■ **資料を読み解く**:
1. 薬の配達についての日記を読んで、次の問いに答えてください。
(a) 老人が処方箋といっしょにしばしば頼むものは何ですか。
(b) 老人の家には、子供夫婦のほかに誰がいますか。
(c) 薬を届けたとき、語り手は笑顔で薬を渡しながら心の中で何と呟いていますか。
2. 薬の配達についての日記から、「オレは笑顔で薬を渡しながらも」から「しかし、家族ってこんなものなのだろうかと、世間知らずのオレは思うのだった。」までの部分を、両端を含めて一字も変えずに書き出してください。

■ **提示文**:
((

ヤクザ石日記(2)薬瓶

「病院で処方箋をもらったから、それを取りにきて欲しい」と、足の弱い老人から電話がかかってくる。
それで取りに出向き、うちに戻って調剤し、また届ける。
いっしょに歯磨きと洗剤などを頼まれることもしばしば。

しかし、その老人は独り暮らしではない。家には子供夫婦がいるし、中学生や高校生の孫もいる。

「いつもすまないな。この紙を薬局に持っていっておくれ。時間がかかるようなら、届けてもらうようにする。薬局には予め電話しておくからね。」 こんなことを家族に言えないようだ。

家族に気をつかって遠慮しているのか、仲が悪いのか。

その家族の中でも、嫁はどうなのだろう?
共働きしているようだが、通勤途中に薬局はあるというのに、義理の親の面倒はみられないほど忙しく疲れているのだろうか。そして、それをダンナはどう思っているのだろう。

その家に薬を届けると、その嫁さんも孫もいる。
オレは笑顔で薬を渡しながらも、「どんな事情があるかしらんが、おまえらが動けよ!」と心の中で呟いている。

病院の前にあるチェーンの薬局ではするはずもないサービスが可能だからこそ、そんな患者さんもうちを利用してくれるわけで、そのことは十分承知している。

しかし、家族ってこんなものなのだろうかと、世間知らずのオレは思うのだった。

))

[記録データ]
((

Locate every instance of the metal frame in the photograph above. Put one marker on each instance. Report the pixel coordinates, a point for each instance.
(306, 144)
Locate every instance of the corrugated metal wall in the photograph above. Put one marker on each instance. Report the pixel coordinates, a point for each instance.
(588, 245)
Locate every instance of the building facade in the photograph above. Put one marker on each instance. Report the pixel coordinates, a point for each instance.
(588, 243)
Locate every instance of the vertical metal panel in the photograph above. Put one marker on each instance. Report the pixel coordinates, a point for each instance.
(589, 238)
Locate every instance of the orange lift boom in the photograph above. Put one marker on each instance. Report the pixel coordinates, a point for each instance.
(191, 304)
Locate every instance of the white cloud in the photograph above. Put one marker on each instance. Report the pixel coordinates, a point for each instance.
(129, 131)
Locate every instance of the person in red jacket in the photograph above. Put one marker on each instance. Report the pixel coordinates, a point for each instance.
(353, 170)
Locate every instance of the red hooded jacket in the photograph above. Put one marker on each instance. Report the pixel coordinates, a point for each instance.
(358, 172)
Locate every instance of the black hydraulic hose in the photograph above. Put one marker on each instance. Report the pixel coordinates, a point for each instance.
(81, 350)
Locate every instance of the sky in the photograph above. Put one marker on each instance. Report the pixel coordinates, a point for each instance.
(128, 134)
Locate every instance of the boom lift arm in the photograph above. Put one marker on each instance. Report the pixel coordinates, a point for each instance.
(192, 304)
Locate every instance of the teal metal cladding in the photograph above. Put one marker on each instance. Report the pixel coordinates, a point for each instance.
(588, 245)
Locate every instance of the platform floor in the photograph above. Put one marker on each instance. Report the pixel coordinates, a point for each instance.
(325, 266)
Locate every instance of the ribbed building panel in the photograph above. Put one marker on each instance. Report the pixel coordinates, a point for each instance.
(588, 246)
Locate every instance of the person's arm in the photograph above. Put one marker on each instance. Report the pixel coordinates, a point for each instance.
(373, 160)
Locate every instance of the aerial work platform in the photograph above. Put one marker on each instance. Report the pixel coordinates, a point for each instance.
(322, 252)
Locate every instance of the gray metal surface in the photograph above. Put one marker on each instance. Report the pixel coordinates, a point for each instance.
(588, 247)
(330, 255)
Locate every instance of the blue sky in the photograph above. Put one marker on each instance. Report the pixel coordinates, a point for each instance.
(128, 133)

))

■ **課題の解答**:
1.
(a) 歯磨きと洗剤など
(b) 中学生や高校生の孫
(c) 「どんな事情があるかしらんが、おまえらが動けよ!」

2.
オレは笑顔で薬を渡しながらも、「どんな事情があるかしらんが、おまえらが動けよ!」と心の中で呟いている。

病院の前にあるチェーンの薬局ではするはずもないサービスが可能だからこそ、そんな患者さんもうちを利用してくれるわけで、そのことは十分承知している。

しかし、家族ってこんなものなのだろうかと、世間知らずのオレは思うのだった。